* _Passage_:
▽
The World Trade Organization has produced a deal on coronavirus vaccines, but critics say it is too little, too late.

The director general of the World Trade Organization says a series of trade deals has been struck during marathon talks in Geneva. Ngozi Okonjo-Iweala said there had been new agreements on fishing subsidies, food security and waiving patents for coronavirus vaccines. In an early morning news conference Ms Okonjo-Iweala said it demonstrated that the WTO was capable of responding to the emergencies of our time, adding that the deal would make a difference to the lives of people around the world.

But not everyone is so impressed. For Achal Prabhala in Bangalore, India the deal on covid is “inadequate and incomplete and far too late”. He's a public health activist and proponent of no patents on Covid vaccines and also Coordinator of the AccessIBSA project, which campaigns for access to medicines in India, Brazil and South Africa.
△
* _Requirement_: According to the passage on the WTO deal, what three areas did the new agreements cover?

* _Information shown_:
▽
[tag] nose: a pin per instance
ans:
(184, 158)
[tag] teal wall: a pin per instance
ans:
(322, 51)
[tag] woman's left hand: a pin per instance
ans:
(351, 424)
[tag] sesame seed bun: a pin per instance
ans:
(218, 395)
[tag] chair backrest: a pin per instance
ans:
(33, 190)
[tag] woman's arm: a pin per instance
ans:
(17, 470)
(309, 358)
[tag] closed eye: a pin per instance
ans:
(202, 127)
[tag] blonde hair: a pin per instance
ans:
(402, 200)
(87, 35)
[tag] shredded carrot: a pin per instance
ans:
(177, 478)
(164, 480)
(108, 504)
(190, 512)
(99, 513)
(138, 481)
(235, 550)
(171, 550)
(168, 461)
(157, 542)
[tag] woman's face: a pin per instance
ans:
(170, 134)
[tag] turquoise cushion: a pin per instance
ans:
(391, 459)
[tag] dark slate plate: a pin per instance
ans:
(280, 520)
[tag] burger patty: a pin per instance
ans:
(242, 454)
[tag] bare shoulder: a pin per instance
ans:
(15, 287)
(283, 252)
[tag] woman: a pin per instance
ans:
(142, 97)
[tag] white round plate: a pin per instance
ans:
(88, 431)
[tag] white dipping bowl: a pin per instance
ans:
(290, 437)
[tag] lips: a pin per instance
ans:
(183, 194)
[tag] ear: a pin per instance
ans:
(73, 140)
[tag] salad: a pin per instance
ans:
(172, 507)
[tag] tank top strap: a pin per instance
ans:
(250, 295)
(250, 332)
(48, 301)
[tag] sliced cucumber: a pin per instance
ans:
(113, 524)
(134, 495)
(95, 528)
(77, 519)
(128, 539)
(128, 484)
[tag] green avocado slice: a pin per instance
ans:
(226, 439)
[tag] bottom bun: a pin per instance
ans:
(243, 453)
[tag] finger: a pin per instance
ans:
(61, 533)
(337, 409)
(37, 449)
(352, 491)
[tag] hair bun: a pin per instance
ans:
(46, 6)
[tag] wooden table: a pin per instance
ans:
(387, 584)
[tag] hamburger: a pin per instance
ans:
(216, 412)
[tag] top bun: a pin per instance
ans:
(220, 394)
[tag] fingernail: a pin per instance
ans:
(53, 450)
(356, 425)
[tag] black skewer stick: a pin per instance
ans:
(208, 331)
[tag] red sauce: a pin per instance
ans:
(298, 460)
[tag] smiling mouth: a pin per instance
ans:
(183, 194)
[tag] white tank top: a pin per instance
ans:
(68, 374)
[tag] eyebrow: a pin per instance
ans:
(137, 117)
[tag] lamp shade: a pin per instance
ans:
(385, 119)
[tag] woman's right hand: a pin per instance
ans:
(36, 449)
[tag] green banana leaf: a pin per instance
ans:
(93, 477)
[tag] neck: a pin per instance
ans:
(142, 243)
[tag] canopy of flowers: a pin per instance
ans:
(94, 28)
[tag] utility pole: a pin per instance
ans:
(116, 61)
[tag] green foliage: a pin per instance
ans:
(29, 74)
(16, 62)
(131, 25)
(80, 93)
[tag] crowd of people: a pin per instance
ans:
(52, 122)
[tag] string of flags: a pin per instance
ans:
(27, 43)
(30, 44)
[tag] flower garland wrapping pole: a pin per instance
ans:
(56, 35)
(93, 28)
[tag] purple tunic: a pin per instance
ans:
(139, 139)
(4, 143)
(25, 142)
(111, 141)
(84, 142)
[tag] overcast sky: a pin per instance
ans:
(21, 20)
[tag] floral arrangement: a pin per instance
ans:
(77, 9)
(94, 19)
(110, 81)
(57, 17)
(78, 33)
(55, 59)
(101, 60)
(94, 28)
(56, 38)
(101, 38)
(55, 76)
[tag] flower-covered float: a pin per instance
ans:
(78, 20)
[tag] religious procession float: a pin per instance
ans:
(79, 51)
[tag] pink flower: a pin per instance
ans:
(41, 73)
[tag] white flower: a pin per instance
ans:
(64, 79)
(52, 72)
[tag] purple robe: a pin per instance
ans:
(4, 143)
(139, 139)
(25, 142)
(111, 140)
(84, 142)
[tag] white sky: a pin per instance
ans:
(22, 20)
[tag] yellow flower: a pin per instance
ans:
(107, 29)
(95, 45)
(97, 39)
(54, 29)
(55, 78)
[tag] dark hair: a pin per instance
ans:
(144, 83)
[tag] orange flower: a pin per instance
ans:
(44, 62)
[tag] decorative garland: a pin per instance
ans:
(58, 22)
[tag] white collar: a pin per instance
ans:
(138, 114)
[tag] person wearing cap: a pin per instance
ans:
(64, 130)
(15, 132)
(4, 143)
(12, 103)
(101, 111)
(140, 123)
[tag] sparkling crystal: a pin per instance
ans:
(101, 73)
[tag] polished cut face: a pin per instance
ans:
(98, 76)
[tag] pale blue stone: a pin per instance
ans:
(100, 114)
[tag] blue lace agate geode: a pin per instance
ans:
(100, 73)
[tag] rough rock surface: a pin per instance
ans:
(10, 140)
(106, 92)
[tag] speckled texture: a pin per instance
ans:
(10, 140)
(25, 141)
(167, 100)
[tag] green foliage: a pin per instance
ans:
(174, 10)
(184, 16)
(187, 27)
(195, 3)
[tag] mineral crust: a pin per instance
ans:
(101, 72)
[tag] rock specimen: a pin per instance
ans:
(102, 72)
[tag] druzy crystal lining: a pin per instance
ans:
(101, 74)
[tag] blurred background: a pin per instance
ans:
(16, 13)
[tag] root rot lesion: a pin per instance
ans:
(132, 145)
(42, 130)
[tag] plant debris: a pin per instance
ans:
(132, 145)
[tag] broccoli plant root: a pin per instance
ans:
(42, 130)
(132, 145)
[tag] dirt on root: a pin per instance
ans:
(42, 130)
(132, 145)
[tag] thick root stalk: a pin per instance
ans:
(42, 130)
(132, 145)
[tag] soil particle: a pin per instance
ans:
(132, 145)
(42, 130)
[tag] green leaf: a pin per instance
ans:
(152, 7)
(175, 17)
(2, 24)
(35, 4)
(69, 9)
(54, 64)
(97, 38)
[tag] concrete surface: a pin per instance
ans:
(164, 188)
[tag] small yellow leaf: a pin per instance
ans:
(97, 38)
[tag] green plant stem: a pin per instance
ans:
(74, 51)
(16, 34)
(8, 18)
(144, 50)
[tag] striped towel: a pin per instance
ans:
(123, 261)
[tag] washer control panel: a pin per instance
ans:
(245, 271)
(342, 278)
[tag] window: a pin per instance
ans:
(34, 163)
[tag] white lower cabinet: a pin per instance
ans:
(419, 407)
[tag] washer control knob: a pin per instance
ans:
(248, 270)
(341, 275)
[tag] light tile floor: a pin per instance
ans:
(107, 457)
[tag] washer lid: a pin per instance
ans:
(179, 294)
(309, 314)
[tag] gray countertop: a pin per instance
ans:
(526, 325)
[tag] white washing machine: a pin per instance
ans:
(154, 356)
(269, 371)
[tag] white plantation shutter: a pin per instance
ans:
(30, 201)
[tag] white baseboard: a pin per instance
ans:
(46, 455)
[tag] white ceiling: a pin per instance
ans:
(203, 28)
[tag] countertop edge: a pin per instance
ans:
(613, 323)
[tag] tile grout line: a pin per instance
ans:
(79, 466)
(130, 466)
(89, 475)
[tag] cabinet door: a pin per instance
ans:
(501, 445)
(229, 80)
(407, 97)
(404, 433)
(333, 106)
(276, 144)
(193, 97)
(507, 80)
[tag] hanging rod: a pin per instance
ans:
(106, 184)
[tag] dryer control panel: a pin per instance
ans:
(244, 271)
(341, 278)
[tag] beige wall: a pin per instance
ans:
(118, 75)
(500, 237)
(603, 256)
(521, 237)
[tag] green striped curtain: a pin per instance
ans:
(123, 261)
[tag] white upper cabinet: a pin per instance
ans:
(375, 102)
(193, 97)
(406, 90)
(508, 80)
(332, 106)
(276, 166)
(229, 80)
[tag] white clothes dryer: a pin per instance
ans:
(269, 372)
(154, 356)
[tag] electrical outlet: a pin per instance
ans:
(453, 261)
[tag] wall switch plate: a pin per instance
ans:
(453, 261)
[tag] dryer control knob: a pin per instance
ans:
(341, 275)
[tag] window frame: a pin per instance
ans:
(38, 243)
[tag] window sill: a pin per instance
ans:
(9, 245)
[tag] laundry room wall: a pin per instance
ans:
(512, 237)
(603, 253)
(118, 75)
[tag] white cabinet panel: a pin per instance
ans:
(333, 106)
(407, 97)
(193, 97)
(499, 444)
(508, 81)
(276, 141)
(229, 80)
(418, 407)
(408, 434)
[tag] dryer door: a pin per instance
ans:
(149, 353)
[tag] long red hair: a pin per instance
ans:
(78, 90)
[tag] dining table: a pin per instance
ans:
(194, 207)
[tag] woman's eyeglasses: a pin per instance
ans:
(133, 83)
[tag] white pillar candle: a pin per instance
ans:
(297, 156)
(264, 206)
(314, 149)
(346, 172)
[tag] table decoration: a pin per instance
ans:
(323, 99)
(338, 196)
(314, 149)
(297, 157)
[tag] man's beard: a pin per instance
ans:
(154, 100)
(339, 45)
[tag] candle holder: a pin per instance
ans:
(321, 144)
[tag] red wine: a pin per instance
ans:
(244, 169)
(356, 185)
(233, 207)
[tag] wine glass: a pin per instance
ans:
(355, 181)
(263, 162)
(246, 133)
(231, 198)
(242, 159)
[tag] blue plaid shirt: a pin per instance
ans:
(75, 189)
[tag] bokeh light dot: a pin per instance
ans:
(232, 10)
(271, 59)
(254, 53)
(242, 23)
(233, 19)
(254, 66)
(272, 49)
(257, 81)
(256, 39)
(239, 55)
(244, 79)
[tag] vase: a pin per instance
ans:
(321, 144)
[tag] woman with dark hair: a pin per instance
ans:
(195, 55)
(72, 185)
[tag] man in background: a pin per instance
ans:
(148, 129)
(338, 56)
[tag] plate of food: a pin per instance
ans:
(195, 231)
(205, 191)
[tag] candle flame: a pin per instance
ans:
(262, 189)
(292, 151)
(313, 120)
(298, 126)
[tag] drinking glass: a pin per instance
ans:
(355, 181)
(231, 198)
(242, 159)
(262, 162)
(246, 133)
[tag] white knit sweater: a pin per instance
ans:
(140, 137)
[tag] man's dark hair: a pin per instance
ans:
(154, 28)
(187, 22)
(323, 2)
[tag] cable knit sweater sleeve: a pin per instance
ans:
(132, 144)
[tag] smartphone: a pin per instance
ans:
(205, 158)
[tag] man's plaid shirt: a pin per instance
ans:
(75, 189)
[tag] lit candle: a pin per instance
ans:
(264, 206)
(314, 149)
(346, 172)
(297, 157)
△
* _Result for this exercise_: Fishing subsidies, food security, and waiving patents for coronavirus vaccines.